### Problem details:
Transcribe the records word for word from their first line through the line holding "pixel 1157 152", including that line, and leave the pictures out.

Stored entries
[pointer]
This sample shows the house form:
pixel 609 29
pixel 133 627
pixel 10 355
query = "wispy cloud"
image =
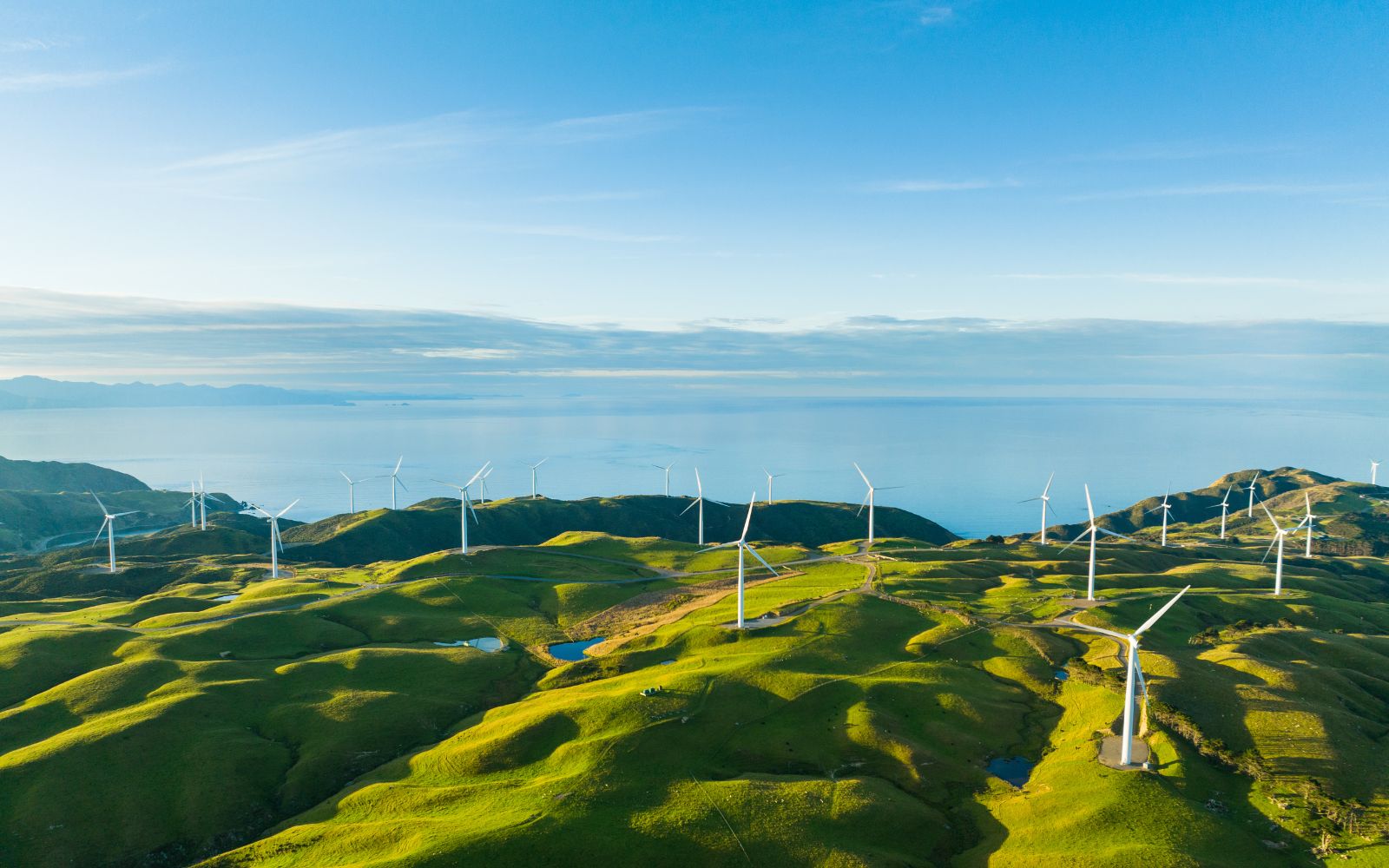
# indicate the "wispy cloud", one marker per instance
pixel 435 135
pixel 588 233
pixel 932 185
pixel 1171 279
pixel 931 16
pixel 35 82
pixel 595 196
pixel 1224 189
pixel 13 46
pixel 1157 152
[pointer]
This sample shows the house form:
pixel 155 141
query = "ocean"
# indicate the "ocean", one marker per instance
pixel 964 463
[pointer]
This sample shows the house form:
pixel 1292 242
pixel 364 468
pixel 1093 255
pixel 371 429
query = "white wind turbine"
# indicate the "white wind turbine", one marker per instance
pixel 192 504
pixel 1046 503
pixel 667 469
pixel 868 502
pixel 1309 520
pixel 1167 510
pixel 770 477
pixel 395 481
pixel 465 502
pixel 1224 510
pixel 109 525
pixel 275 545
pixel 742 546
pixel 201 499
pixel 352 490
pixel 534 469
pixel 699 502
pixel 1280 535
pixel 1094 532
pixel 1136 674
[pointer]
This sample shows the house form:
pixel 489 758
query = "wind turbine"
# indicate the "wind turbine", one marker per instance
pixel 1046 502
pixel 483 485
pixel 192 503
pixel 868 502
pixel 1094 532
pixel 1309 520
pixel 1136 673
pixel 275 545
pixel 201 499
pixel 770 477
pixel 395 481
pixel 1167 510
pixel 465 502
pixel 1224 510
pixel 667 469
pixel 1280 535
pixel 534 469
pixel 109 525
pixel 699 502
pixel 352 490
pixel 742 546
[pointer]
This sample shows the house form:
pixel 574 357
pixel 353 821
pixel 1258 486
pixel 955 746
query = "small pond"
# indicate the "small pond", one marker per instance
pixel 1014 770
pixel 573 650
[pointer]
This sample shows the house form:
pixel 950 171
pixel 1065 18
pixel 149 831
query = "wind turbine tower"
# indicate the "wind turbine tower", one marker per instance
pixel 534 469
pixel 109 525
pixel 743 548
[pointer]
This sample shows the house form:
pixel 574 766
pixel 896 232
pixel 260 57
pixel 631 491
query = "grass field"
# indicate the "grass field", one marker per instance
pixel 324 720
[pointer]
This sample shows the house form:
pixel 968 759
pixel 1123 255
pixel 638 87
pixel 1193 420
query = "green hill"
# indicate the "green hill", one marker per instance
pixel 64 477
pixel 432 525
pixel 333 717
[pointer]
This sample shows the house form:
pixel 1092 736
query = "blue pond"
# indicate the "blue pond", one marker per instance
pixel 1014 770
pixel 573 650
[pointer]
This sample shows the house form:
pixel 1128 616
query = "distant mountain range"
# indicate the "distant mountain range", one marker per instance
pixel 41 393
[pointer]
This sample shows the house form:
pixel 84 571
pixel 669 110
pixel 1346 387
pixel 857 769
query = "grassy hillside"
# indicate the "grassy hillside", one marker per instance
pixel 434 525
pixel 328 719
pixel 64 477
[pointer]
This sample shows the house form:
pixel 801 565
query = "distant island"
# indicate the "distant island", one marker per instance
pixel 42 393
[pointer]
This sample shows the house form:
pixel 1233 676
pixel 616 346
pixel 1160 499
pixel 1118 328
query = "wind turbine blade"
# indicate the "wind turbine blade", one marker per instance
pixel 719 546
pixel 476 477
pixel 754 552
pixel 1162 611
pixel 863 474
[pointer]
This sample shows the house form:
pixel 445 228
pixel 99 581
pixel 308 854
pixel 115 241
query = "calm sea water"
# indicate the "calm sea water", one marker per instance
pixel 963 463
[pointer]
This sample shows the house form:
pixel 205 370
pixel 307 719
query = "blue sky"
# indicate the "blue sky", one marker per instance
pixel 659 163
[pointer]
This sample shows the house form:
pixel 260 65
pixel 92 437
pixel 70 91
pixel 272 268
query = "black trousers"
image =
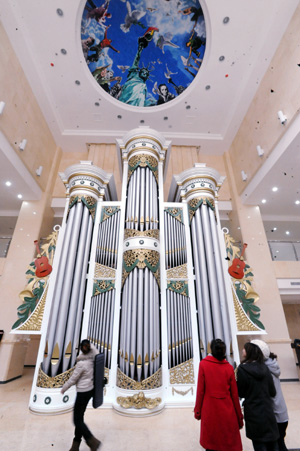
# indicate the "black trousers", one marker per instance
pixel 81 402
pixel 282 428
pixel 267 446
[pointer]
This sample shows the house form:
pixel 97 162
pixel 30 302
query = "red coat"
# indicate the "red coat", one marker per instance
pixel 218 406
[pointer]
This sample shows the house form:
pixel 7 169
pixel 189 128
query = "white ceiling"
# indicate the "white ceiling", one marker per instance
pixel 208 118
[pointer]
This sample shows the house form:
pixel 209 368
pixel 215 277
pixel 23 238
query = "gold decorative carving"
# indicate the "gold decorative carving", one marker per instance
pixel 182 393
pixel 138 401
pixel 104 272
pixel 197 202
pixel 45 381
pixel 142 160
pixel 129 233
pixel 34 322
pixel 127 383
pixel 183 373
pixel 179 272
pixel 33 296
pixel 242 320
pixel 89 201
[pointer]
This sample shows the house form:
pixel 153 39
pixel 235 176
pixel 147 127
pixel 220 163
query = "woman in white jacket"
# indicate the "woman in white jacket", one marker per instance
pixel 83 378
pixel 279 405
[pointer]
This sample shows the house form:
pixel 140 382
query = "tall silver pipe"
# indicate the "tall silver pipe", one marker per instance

### Output for this exercise:
[pointer]
This sample shows the house form:
pixel 609 29
pixel 133 627
pixel 10 355
query = "wispy cloud"
image =
# indicate the "wispy cloud", one marker per instance
pixel 435 135
pixel 588 233
pixel 932 185
pixel 1171 279
pixel 931 16
pixel 35 82
pixel 595 196
pixel 1224 189
pixel 13 46
pixel 1157 152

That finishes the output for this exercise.